● **EXERCISE PASSAGE**
▬▬▬
Why So Many Religions? Or Are There?
By Pete Haug
Assume God: an unknowable essence, creator of a universe that functions beyond time and space as we understand them. Such assumption underlies fundamental beliefs of most religions. We humans can never fully embrace, nor even understand, the essence of God. He is incomprehensible. But a universal point of agreement is that God is one.
One religion
This assumption suggests that there is only one religion. Yet religions differ across time, space, and cultures. Why would God — all-knowing, all-loving — create what has evolved into countless divisions sharing many common beliefs, yet disagreeing, even fighting, over others? If all religions derive from the same source, this unknowable God, they are essentially one.
Throughout millennia, religions have arisen in different places and at different times, under the guidance of inspired humans. Baha’is call these individuals “manifestations of God.” Historically their original teachings were disseminated by eyewitness accounts of what a manifestation said or did. Generations of followers shared these oral traditions, embellishing and reinterpreting them as time passed. When they were eventually transcribed into “scripture,” literally “writing,” these stories had been altered in the telling. Once written, they were translated and re-translated into multiple languages by followers of what became different branches.
Theological questions about religious unity are common. Search engines provide a rich array of results for “oneness of religion.” One returns a Baha’i website. But these questions preceded the internet.
Intellectual and spiritual revival
Scientific and philosophical ideas of the 18th century Enlightenment generated many questions about God and society, often leading to religious and political revolutions. These questions generated a 19th century worldwide movement of evangelical fervor and expectation, often seeking Protestant unity It was the “birth of a liberal and socially aware version of Christianity uniting Enlightenment values with American activism.” In the United States, new churches arose: Shakers, Latter-Day Saints, Millerites, Adventists, Christian Scientists, and others. From Germany, a group of Templars settled at the foot of Mt. Carmel in Haifa, Israel, with a millennial expectation expressed by “Der Herr ist nahe” — “The Lord is nigh.” Similar movements were reported in India.
▬▬▬
● **DATASET EXCERPT**
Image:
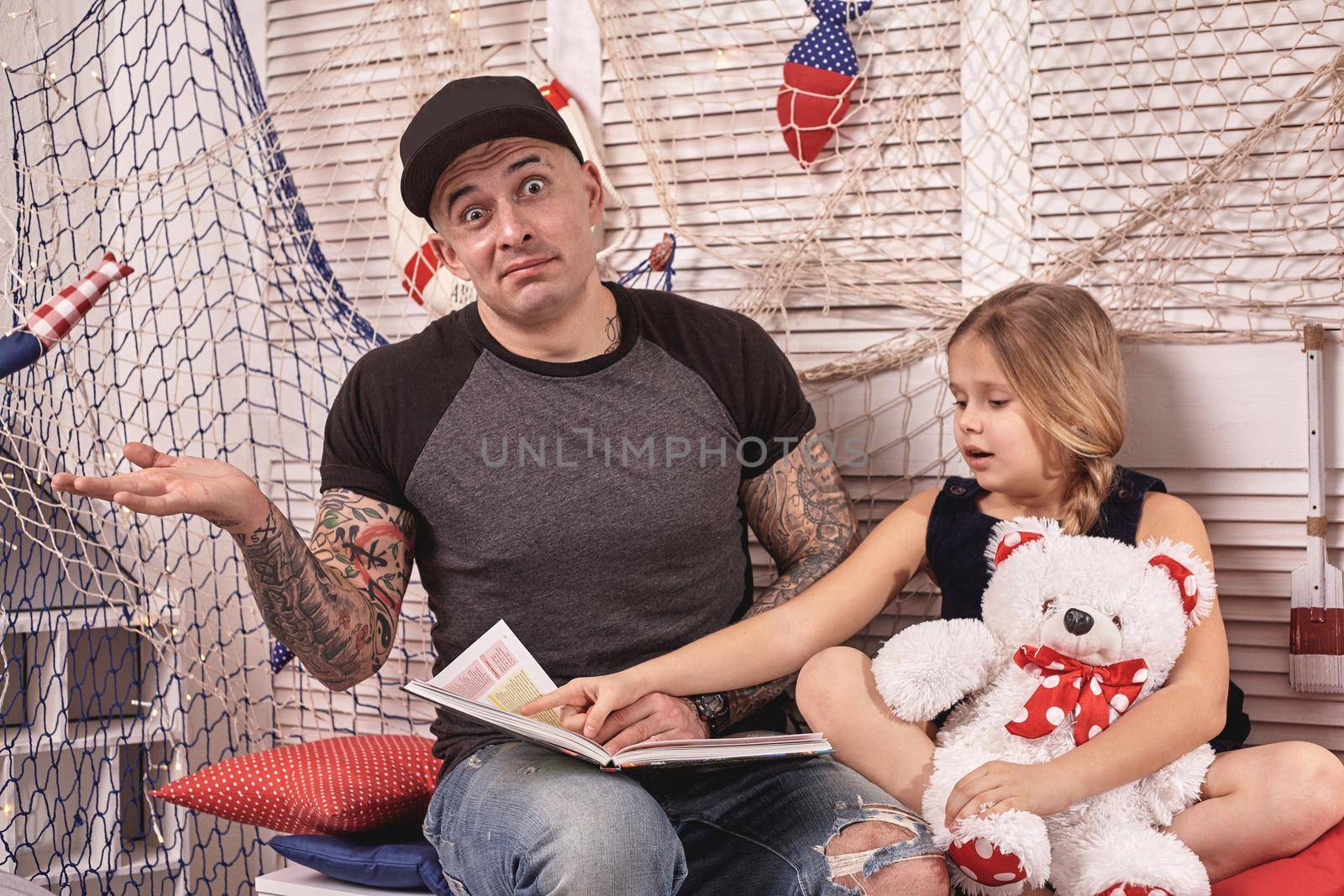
▬▬▬
● **TASK BRIEF**
Give again, exactly, the stretch of the essay on the oneness of religions from "Theological questions about" through "preceded the internet.".

● **OUTPUT OF THE EXERCISE**
Theological questions about religious unity are common. Search engines provide a rich array of results for “oneness of religion.” One returns a Baha’i website. But these questions preceded the internet.